**WHAT NEEDS TO BE DONE:** Drop every picture and give the entries back exactly.

>>>

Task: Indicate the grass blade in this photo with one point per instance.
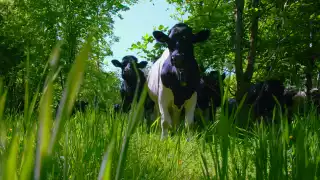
(74, 81)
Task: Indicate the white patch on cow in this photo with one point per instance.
(163, 96)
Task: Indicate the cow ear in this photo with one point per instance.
(160, 36)
(201, 36)
(116, 63)
(142, 64)
(223, 76)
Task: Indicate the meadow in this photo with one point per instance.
(104, 145)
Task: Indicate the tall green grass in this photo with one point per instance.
(107, 145)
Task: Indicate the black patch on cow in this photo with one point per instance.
(180, 71)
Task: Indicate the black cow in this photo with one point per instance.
(79, 106)
(174, 78)
(293, 101)
(260, 96)
(130, 83)
(209, 95)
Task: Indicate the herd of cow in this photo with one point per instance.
(176, 85)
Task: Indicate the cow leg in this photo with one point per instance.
(165, 115)
(190, 106)
(176, 118)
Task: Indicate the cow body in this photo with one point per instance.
(174, 78)
(260, 96)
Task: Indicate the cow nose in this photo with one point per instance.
(127, 70)
(177, 60)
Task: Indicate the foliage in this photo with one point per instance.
(34, 27)
(144, 48)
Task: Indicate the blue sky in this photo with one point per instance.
(139, 20)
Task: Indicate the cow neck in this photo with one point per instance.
(132, 83)
(170, 80)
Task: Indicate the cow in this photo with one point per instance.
(79, 106)
(261, 96)
(293, 102)
(129, 84)
(209, 94)
(315, 97)
(174, 78)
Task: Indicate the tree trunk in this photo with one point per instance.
(238, 48)
(253, 41)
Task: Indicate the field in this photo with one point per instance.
(92, 143)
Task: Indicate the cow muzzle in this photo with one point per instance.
(182, 77)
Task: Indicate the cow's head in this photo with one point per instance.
(179, 41)
(127, 68)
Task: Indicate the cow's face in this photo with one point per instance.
(180, 42)
(212, 80)
(128, 72)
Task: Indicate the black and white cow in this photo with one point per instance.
(174, 78)
(209, 94)
(130, 80)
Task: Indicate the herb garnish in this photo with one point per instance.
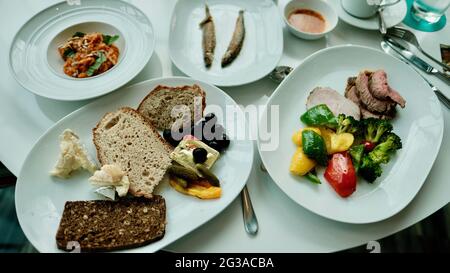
(109, 40)
(78, 34)
(69, 52)
(98, 62)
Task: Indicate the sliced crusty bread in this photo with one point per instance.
(158, 104)
(102, 225)
(127, 139)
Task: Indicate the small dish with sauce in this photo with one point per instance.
(310, 19)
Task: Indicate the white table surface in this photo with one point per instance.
(284, 225)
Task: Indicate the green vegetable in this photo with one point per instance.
(319, 115)
(68, 52)
(98, 62)
(314, 147)
(356, 152)
(347, 124)
(312, 177)
(109, 40)
(208, 175)
(78, 34)
(375, 128)
(182, 172)
(369, 169)
(389, 143)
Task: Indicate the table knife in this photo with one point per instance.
(416, 61)
(390, 50)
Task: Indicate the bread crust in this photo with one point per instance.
(155, 90)
(71, 218)
(136, 114)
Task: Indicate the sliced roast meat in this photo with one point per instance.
(337, 103)
(351, 94)
(368, 100)
(381, 90)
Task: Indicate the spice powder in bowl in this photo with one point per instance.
(307, 20)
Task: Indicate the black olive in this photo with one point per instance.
(210, 116)
(218, 129)
(215, 145)
(199, 155)
(224, 142)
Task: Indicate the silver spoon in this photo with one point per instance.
(250, 221)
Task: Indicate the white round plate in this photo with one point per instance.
(40, 198)
(37, 66)
(420, 126)
(393, 15)
(260, 53)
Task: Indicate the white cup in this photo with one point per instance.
(360, 8)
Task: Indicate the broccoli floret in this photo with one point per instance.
(347, 124)
(389, 143)
(369, 169)
(375, 128)
(356, 152)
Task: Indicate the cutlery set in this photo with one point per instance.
(401, 51)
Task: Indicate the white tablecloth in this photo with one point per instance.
(284, 225)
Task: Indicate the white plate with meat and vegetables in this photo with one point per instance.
(76, 52)
(226, 43)
(122, 174)
(356, 139)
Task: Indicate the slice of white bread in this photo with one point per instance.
(128, 139)
(158, 104)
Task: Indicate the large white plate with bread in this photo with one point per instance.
(261, 48)
(41, 198)
(419, 125)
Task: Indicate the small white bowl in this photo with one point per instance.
(319, 6)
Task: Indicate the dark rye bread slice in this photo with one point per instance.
(127, 139)
(158, 104)
(102, 225)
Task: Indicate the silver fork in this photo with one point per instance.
(409, 37)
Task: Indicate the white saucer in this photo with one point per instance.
(393, 15)
(37, 66)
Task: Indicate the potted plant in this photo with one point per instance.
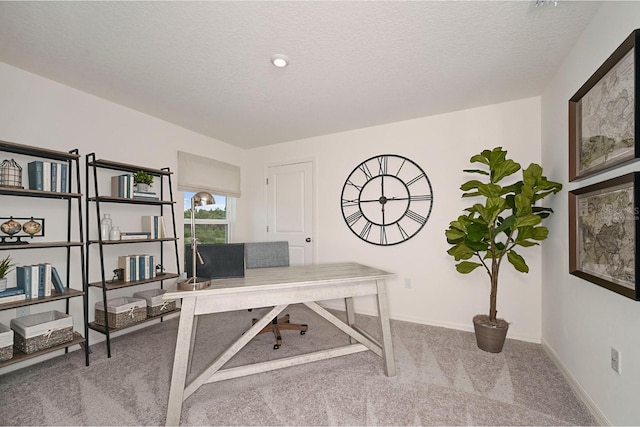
(142, 180)
(504, 218)
(5, 268)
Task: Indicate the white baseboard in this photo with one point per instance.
(577, 388)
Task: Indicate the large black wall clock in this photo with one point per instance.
(386, 200)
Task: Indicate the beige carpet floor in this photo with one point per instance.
(443, 379)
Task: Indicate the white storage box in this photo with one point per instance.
(122, 312)
(155, 304)
(42, 330)
(6, 343)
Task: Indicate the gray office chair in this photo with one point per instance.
(272, 254)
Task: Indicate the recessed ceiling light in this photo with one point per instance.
(280, 61)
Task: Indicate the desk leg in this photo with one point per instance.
(351, 316)
(383, 313)
(180, 362)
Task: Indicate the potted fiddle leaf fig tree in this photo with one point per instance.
(502, 219)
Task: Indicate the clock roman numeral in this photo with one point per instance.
(416, 217)
(365, 169)
(354, 217)
(358, 187)
(366, 230)
(383, 163)
(383, 235)
(348, 203)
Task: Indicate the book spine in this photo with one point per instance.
(35, 279)
(35, 175)
(23, 275)
(47, 279)
(63, 177)
(41, 280)
(11, 292)
(46, 176)
(54, 176)
(55, 278)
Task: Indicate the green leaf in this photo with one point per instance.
(466, 267)
(476, 171)
(517, 261)
(461, 251)
(504, 169)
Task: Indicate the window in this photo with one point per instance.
(212, 221)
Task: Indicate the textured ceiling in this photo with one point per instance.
(205, 65)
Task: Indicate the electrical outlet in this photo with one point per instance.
(22, 311)
(615, 360)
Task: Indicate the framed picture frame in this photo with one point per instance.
(603, 119)
(603, 234)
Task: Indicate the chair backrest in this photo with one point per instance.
(266, 254)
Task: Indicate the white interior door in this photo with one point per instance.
(290, 209)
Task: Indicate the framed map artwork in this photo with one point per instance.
(603, 234)
(602, 114)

<<<

**EXERCISE RESULT:**
Task: Indicate the grass blade in this photo with one point per instance.
(74, 81)
Task: Indicate the white patch on cow in this photo with one point per instance.
(163, 96)
Task: Indicate the cow ear in this photo with one point per instance.
(160, 36)
(201, 36)
(116, 63)
(142, 64)
(223, 76)
Task: Indicate the meadow in this photo with one point per instance.
(104, 145)
Task: Indicate the tall green grass in this photo with one point per instance.
(107, 145)
Task: Indicate the black patch on cow in this photo with one point per instance.
(180, 71)
Task: Indicate the black cow in this photo with one point per instance.
(79, 106)
(174, 78)
(293, 101)
(260, 96)
(130, 83)
(209, 95)
Task: Indicate the herd of cow in this photo with one point per instance.
(176, 85)
Task: Indicate the cow leg in this photo with one point per instance.
(165, 115)
(190, 106)
(176, 118)
Task: Indicate the cow body in this photo with one point per instance.
(174, 78)
(260, 96)
Task: Indicate the cow nose in this photo with one point per instance.
(127, 70)
(177, 60)
Task: Indicate the foliage in this photo with one point per instance.
(34, 27)
(144, 48)
Task: Indicate the blue sky in this photo with one point per instance.
(139, 20)
Task: Indicate the cow neck in this photo with one point per instance.
(132, 83)
(170, 80)
Task: Indicate the cow in this photo with one point per instance.
(79, 106)
(261, 96)
(293, 102)
(129, 84)
(209, 94)
(315, 97)
(174, 78)
Task: Indicate the tree trunk in this photo with one point per instance.
(238, 48)
(253, 41)
Task: Indicate the field in this photo with one point per instance.
(92, 143)
Task: Indicate the cow muzzle in this photo with one point per instance.
(182, 77)
Task: Indicate the cow's head in this photo with one point per instance.
(179, 41)
(127, 68)
Task: Indicate the cow's face in this photo with one point per instance.
(180, 42)
(212, 80)
(128, 72)
Task: Indicate the black and white cow in this photo with one point per instance.
(174, 78)
(209, 94)
(130, 80)
Task: Indicate the herb garnish in this photo with one point per instance.
(109, 40)
(78, 34)
(69, 52)
(98, 62)
Task: Indicate the sliced crusty bread in this photo with one point per instance.
(158, 104)
(102, 225)
(127, 139)
Task: Indicate the small dish with sauce in this photo with one point per instance.
(310, 19)
Task: Indicate the white table surface in this photo with one point per instance.
(284, 225)
Task: Indicate the green vegetable in this photo with one point per instance.
(319, 115)
(68, 52)
(98, 62)
(314, 147)
(356, 152)
(347, 124)
(312, 177)
(109, 40)
(208, 175)
(78, 34)
(375, 128)
(182, 172)
(369, 169)
(389, 143)
Task: Indicate the table knife in this photo with one point per instance.
(416, 61)
(390, 50)
Task: Indicate the bread crust in this photo with one point per instance.
(155, 90)
(71, 218)
(136, 114)
Task: Indicate the sliced roast meat in this photo with one point per instance.
(337, 103)
(351, 94)
(368, 100)
(381, 90)
Task: Indicate the spice powder in bowl in this photo with one point per instance.
(307, 20)
Task: Indicate the black olive in this photo with one point per instance.
(210, 116)
(218, 129)
(215, 145)
(199, 155)
(224, 142)
Task: Indicate the silver spoon in this photo with one point per instance.
(250, 221)
Task: Indicate the white round plate in this photo with one point per instance.
(40, 198)
(37, 66)
(420, 126)
(393, 15)
(260, 53)
Task: Indicate the white cup in this photo with one point per instance.
(360, 8)
Task: Indicate the broccoli floret in this photo with one point per instance.
(347, 124)
(389, 143)
(369, 169)
(375, 128)
(356, 152)
Task: Indicate the cutlery set in this photo with one point per instance.
(401, 51)
Task: Indicate the white tablecloth in this photo with one point per instance.
(284, 225)
Task: Indicate the white plate with meat and vegetables in this photo with one point per instance.
(76, 52)
(226, 43)
(122, 174)
(356, 139)
Task: Indicate the slice of white bread in this photo with one point per instance.
(128, 139)
(158, 104)
Task: Indicate the large white plate with bread in this photo with one point per instance.
(261, 48)
(41, 198)
(419, 125)
Task: Indicate the small white bowl in this photo with one point per instance.
(319, 6)
Task: Indicate the dark rye bread slice in this photo with one point per instance.
(127, 139)
(158, 104)
(102, 225)
Task: Indicate the silver fork in this photo with one point per instance.
(409, 37)
Task: Indicate the white saucer in this photo with one point per instance.
(393, 15)
(37, 66)
Task: Indicate the potted plant in this photo with one point per instance.
(142, 180)
(504, 218)
(5, 268)
Task: Indicate the white baseboard in this photo with one point per instance.
(577, 388)
Task: Indicate the large black wall clock in this photo with one point per instance.
(386, 200)
Task: Indicate the beige carpet floor in this photo with one point per instance.
(443, 379)
Task: Indicate the white storage box in this photo with one point per instance.
(122, 312)
(155, 304)
(42, 330)
(6, 343)
Task: Indicate the gray office chair in this photo with one point per instance.
(272, 254)
Task: Indicate the recessed ceiling light in this photo with one point per instance.
(280, 61)
Task: Indicate the desk leg in this photo with one point per instance.
(351, 316)
(383, 313)
(180, 362)
Task: Indicate the potted fiddle leaf fig tree in this photo with one point per instance.
(502, 219)
Task: Indicate the clock roman numeral in this photo with one point per instance.
(416, 217)
(365, 169)
(354, 217)
(358, 187)
(366, 230)
(383, 163)
(383, 235)
(348, 203)
Task: Indicate the book spine in this photo with one point per instance.
(35, 279)
(35, 175)
(23, 275)
(47, 279)
(63, 177)
(41, 280)
(11, 292)
(46, 176)
(54, 176)
(55, 278)
Task: Indicate the green leaf in this photo with one point per instance.
(466, 267)
(476, 171)
(517, 261)
(461, 251)
(504, 169)
Task: Indicate the window in this photo with one point per instance.
(212, 221)
Task: Indicate the textured ceiling in this photo with one point per instance.
(205, 65)
Task: Indicate the electrical outlet in this photo with one point per instance.
(22, 311)
(615, 360)
Task: Indicate the framed picture frame in this photo with one point per instance.
(603, 119)
(603, 234)
Task: Indicate the chair backrest in this photo with one point per instance.
(266, 254)
Task: Indicate the white interior door in this photo with one point per instance.
(290, 209)
Task: Indicate the framed map artwork in this photo with one point per instance.
(603, 234)
(602, 114)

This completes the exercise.